::: DATA SUPPLIED

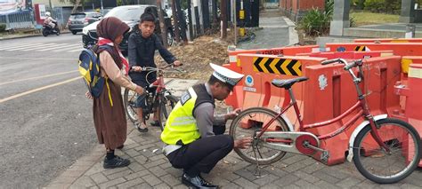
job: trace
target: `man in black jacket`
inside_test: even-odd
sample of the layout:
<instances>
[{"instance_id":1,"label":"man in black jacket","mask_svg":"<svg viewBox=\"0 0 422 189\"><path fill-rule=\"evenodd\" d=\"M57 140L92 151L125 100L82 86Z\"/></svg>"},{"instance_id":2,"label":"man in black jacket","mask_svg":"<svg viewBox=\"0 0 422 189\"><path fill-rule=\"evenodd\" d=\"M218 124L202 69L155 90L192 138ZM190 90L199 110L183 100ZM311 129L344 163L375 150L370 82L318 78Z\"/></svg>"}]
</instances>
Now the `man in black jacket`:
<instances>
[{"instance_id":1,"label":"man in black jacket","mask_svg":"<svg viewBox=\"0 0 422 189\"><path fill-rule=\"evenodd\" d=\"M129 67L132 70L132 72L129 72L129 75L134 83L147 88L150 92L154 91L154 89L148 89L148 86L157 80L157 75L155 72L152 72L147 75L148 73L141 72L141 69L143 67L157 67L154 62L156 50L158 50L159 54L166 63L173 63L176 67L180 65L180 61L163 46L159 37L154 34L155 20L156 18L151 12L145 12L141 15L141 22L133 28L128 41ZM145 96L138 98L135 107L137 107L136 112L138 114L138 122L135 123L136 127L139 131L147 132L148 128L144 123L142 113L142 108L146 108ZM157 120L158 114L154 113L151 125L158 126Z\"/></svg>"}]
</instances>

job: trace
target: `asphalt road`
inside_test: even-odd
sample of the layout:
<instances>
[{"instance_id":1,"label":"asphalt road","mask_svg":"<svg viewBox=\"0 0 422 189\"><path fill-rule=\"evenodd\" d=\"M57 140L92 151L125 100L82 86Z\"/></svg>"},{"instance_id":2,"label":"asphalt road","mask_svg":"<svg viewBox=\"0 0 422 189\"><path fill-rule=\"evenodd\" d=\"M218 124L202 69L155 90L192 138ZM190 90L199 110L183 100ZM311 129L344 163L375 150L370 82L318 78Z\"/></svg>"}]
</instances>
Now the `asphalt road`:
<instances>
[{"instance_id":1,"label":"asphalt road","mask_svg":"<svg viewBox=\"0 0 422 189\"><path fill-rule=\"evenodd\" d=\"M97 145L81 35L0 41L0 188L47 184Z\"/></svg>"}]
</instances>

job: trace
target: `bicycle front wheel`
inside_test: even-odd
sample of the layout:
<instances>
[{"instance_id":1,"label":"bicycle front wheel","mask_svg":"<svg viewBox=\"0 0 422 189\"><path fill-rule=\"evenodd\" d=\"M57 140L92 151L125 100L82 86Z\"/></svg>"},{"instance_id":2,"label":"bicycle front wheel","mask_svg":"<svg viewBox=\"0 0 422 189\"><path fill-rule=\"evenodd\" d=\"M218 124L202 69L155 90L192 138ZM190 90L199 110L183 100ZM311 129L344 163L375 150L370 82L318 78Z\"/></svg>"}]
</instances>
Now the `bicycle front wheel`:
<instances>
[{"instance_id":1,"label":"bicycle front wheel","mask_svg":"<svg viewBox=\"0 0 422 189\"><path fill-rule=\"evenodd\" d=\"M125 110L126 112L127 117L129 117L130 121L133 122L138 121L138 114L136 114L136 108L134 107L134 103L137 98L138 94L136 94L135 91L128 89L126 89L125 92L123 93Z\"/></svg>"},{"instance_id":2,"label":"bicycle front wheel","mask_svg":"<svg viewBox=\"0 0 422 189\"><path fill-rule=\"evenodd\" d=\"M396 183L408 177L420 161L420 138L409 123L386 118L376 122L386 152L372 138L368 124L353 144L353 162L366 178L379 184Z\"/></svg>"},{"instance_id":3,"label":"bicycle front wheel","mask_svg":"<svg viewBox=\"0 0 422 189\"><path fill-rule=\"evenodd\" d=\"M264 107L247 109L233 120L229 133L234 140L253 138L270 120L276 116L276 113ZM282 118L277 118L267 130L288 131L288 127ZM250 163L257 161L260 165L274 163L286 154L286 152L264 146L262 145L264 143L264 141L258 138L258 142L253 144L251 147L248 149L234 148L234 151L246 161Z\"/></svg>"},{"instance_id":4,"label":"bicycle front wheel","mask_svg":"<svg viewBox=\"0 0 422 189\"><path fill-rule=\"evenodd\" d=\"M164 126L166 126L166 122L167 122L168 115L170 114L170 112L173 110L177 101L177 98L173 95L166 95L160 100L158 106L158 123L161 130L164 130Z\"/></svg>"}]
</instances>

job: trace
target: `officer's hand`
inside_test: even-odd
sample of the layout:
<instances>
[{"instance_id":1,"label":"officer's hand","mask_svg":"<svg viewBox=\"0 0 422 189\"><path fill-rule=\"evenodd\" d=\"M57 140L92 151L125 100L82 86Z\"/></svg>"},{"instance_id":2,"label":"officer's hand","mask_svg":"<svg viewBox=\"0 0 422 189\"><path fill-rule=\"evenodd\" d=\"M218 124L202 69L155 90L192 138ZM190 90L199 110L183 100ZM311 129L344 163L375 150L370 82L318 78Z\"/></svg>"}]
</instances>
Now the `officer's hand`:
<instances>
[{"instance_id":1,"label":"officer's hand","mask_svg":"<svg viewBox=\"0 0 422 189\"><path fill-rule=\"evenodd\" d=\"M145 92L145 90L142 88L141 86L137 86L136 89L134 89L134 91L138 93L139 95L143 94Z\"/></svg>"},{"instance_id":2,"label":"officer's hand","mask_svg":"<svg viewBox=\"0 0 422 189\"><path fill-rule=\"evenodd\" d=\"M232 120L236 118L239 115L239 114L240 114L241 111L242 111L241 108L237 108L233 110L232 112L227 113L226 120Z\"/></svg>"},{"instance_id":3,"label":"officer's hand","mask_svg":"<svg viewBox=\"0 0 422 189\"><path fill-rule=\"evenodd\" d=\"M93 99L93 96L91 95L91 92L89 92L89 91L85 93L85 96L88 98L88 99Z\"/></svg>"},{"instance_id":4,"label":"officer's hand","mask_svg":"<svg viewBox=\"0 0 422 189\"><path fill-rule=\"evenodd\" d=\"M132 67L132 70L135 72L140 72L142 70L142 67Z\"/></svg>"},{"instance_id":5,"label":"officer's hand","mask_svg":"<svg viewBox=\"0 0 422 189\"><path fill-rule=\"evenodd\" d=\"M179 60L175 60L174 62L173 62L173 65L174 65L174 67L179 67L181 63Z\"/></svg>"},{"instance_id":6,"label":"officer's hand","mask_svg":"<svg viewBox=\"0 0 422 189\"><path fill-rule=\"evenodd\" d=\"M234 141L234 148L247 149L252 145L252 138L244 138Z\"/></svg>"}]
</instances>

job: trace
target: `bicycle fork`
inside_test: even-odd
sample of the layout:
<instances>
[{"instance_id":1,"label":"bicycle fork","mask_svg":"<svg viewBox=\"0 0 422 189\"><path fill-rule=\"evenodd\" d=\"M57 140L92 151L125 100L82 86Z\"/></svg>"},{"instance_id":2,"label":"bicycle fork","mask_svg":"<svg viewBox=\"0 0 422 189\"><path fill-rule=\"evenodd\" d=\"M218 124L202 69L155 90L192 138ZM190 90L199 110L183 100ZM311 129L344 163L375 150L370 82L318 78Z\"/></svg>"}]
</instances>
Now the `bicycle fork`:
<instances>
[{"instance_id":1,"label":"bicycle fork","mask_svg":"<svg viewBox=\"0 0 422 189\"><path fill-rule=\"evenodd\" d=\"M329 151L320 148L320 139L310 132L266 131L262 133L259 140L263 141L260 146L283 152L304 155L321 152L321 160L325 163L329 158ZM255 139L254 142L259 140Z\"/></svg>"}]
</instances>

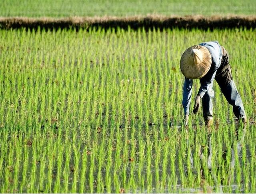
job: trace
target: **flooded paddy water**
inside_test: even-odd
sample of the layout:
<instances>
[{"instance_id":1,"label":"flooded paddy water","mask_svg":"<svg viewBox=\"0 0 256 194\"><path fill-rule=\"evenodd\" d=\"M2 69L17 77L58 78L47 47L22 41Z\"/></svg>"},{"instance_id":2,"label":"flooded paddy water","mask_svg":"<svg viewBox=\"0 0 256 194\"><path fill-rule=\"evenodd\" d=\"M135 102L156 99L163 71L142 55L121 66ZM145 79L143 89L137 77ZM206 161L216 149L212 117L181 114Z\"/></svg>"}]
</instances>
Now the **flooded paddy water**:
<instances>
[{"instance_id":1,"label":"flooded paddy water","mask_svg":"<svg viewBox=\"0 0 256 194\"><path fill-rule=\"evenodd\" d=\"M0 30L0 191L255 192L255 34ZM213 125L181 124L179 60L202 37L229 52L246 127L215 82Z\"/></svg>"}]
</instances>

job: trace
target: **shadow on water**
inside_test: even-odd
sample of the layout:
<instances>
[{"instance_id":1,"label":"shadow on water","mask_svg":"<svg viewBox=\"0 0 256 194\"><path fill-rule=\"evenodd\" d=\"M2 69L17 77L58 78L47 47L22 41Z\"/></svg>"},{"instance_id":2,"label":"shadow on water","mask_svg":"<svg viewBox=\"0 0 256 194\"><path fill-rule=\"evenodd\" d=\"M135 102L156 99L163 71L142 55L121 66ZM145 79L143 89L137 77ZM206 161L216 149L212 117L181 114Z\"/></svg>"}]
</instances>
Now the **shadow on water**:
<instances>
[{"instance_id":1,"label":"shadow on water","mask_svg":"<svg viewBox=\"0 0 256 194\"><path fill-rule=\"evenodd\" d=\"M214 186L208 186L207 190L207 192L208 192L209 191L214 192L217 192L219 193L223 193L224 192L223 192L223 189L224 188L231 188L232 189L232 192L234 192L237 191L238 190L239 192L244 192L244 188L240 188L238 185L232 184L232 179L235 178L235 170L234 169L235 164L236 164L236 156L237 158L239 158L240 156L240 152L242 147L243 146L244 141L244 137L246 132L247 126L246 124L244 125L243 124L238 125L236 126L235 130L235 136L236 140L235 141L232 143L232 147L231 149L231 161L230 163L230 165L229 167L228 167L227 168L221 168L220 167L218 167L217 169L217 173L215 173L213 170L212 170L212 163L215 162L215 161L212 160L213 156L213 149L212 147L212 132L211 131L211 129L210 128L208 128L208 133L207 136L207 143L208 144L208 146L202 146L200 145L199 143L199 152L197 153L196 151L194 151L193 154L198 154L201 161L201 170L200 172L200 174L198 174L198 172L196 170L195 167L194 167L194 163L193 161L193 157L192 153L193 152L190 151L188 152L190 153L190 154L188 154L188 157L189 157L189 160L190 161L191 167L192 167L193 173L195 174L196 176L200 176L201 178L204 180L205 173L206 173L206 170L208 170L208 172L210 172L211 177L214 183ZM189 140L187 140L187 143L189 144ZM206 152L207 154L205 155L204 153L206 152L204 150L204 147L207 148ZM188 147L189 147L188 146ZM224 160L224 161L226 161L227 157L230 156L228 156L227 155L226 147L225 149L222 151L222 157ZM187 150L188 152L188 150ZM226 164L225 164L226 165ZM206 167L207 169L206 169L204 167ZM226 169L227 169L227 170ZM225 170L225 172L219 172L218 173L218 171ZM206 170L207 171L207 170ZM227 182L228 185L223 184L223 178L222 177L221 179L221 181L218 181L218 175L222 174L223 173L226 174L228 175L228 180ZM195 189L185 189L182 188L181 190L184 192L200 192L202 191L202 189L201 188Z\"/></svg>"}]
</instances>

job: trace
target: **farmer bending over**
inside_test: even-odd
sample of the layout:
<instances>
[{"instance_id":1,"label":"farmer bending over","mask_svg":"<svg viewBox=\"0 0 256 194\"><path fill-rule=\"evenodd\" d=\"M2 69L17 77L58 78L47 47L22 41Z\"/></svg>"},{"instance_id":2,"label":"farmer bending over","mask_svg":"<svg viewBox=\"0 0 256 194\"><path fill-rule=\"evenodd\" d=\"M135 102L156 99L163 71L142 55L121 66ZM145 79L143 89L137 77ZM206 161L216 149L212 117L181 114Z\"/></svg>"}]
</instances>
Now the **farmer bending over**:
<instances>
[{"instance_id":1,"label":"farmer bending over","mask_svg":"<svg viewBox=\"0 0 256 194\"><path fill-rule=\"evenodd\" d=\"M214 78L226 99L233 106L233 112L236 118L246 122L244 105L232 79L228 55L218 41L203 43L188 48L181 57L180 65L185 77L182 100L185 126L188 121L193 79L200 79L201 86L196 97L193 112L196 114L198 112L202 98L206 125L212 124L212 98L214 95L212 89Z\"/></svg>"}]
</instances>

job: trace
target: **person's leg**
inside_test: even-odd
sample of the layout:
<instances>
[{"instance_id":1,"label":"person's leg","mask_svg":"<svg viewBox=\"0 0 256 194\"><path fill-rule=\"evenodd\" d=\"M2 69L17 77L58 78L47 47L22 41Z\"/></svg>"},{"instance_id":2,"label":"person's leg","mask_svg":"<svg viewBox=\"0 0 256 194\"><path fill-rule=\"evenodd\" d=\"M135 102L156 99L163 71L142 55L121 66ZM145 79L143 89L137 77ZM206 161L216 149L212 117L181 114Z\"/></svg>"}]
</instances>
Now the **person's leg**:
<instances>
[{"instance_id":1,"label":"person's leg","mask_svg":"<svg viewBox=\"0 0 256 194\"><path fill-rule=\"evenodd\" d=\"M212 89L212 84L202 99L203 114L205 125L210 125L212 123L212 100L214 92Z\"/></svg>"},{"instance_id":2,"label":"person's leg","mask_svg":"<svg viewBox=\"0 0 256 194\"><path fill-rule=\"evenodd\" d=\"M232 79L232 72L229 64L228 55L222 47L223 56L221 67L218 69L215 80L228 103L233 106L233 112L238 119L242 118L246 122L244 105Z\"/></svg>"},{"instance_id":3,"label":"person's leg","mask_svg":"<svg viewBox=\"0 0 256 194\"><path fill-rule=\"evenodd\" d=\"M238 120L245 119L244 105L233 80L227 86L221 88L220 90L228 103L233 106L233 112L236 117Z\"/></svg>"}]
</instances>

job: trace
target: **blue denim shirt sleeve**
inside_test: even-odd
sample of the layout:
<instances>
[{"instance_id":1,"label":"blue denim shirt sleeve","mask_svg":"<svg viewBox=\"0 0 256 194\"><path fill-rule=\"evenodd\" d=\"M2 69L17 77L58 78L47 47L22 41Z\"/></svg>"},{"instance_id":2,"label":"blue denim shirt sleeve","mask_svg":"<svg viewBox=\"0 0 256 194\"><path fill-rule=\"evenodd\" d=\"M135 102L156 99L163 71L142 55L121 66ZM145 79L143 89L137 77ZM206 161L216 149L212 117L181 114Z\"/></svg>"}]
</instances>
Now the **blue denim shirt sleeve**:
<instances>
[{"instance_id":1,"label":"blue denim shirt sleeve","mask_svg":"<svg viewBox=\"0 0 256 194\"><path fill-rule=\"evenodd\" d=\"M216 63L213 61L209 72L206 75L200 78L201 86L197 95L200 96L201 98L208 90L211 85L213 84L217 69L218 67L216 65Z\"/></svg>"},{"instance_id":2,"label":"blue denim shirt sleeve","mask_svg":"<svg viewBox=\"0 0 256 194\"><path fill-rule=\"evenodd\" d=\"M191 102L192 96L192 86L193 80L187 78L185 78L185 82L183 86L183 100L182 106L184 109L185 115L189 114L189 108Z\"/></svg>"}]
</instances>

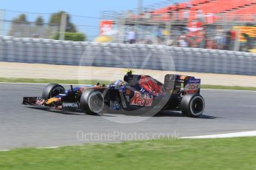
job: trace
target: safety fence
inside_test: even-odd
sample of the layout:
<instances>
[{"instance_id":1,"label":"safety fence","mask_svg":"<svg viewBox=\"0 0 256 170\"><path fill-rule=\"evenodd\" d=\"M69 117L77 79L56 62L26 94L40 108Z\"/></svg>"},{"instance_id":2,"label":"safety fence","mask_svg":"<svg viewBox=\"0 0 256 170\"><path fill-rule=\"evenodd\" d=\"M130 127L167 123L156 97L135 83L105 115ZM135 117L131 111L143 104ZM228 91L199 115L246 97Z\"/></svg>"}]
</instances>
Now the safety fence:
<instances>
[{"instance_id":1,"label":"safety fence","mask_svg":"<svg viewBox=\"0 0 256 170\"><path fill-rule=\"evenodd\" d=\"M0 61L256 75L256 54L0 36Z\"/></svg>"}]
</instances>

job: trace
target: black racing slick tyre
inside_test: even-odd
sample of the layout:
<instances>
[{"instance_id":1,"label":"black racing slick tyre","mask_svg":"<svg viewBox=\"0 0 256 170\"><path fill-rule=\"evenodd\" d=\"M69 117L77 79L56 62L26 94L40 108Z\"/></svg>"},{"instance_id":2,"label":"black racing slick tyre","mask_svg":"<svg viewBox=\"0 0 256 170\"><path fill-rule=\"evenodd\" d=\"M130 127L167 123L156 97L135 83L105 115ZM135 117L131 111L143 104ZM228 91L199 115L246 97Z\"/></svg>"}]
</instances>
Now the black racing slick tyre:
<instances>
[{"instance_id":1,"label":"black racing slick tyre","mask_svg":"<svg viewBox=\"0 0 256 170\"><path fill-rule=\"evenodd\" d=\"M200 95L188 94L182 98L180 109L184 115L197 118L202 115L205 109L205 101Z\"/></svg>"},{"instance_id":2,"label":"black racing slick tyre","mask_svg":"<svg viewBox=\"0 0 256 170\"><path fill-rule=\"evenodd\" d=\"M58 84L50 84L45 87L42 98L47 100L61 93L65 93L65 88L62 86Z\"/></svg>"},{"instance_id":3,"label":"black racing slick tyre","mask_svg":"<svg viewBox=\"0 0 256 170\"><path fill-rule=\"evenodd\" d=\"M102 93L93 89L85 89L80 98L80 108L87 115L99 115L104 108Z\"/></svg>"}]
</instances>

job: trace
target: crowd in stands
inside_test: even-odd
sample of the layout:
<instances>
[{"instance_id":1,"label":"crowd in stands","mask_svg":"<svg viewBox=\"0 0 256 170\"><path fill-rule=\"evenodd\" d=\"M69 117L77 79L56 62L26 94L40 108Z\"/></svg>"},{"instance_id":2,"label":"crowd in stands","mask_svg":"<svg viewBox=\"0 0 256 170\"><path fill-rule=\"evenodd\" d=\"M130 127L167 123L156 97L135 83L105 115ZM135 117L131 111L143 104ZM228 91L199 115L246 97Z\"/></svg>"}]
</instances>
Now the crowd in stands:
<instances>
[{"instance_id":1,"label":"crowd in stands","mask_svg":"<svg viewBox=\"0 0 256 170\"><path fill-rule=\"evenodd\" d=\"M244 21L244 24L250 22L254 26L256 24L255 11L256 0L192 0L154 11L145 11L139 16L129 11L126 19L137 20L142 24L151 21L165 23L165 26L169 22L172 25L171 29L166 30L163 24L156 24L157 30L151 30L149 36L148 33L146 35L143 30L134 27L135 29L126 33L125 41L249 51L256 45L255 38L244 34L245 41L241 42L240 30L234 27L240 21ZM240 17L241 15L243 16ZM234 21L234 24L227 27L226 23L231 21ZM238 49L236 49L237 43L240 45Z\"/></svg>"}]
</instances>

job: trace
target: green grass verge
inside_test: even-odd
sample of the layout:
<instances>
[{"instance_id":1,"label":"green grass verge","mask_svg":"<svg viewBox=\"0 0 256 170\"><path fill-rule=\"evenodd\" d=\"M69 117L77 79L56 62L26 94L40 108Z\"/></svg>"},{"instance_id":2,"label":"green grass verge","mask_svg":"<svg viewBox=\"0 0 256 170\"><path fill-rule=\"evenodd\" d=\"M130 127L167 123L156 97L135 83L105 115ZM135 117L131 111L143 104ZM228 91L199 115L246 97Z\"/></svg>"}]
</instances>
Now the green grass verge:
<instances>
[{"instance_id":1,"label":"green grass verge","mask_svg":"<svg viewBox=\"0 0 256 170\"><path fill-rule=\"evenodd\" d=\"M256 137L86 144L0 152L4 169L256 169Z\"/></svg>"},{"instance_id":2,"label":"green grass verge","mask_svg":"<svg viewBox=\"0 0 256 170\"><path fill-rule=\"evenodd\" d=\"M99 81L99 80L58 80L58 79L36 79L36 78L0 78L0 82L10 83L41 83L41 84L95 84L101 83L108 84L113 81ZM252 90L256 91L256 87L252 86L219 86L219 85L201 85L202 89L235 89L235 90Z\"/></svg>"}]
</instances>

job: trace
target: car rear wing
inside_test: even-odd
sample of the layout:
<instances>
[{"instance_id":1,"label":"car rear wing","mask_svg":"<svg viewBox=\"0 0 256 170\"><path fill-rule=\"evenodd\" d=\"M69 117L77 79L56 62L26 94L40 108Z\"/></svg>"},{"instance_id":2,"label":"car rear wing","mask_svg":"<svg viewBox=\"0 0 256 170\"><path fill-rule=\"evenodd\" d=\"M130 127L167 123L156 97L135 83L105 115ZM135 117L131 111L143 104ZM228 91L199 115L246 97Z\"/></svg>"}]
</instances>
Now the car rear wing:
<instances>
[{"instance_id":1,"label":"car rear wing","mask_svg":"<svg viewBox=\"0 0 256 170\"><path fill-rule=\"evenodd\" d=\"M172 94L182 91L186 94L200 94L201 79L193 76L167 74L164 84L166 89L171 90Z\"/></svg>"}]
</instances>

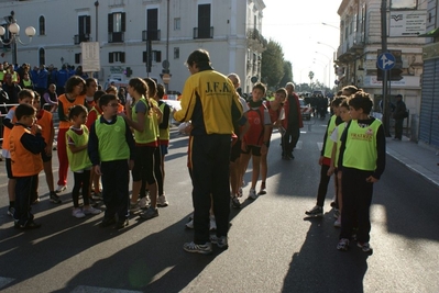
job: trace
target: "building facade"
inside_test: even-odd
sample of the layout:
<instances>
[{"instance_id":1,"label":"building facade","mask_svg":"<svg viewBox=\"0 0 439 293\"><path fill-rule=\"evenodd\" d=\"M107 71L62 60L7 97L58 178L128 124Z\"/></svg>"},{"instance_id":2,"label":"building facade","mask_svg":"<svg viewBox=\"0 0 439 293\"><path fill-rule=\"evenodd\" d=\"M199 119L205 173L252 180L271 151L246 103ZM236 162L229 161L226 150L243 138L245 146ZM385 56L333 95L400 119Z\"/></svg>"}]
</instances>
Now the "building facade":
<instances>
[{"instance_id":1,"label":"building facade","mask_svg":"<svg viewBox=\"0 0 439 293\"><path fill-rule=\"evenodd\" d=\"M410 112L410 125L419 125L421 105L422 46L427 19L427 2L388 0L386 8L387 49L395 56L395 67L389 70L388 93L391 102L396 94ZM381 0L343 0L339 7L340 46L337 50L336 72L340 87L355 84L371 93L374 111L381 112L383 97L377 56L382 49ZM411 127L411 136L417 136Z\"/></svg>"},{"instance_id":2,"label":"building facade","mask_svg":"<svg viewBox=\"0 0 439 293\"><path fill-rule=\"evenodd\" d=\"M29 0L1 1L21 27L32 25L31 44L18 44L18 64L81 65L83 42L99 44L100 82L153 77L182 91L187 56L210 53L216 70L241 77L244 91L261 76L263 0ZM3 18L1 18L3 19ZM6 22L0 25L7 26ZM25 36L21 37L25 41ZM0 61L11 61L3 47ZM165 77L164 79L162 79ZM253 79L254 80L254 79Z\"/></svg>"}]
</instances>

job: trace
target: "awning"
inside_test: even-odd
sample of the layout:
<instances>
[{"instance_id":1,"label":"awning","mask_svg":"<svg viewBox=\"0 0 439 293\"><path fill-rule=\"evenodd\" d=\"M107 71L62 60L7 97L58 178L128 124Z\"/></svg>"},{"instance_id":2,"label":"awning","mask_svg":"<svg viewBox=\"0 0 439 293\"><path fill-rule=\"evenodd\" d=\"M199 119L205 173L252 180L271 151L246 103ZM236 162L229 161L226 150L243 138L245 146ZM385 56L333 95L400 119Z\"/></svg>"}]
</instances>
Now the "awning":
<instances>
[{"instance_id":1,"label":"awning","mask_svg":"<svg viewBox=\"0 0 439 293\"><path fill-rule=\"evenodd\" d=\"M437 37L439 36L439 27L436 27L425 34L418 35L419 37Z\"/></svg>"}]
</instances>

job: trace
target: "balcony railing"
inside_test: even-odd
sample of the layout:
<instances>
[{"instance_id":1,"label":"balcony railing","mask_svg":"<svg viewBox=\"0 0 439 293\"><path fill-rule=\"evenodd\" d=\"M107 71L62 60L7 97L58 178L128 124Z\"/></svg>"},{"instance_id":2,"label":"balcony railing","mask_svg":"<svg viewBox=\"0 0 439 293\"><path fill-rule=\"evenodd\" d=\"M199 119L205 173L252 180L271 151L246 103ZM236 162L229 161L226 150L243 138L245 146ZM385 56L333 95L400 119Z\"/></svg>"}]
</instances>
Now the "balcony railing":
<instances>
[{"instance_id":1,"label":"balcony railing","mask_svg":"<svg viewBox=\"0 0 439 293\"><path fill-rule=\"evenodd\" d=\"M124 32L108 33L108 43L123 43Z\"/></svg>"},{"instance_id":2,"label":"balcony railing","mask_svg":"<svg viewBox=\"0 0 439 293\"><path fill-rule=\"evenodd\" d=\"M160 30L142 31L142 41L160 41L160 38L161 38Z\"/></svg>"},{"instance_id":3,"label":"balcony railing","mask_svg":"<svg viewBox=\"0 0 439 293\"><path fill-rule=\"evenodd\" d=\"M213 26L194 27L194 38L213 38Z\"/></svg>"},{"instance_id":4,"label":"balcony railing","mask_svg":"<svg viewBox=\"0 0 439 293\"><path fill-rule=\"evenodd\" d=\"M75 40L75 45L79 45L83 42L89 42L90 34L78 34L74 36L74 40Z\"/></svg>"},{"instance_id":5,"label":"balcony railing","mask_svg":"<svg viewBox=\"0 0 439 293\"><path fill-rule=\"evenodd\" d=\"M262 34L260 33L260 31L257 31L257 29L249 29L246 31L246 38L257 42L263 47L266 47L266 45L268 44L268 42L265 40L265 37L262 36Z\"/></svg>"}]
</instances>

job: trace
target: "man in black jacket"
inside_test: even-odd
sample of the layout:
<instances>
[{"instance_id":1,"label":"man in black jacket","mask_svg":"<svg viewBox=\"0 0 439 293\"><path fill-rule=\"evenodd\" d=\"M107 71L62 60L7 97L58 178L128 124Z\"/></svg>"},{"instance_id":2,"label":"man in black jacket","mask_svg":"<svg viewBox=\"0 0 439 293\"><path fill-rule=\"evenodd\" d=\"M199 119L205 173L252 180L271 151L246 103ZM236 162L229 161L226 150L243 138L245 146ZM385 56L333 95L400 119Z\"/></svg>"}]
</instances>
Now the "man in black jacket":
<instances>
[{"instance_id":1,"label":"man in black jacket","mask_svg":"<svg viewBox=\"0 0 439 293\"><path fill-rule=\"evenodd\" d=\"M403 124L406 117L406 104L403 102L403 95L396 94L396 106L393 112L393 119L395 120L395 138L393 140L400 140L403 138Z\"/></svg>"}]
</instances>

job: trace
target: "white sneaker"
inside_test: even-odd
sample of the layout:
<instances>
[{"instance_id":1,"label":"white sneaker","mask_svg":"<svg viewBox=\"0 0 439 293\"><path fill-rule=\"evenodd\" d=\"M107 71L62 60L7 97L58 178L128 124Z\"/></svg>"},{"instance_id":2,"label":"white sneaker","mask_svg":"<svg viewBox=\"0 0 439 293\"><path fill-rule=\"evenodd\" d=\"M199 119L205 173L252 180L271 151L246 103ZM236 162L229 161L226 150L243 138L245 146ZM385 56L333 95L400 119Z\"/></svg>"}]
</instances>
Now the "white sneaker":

::::::

**EXERCISE:** Count the lines of the records above that contain the string "building", treating case as significant, and give only the number.

**TASK RESPONSE:** 4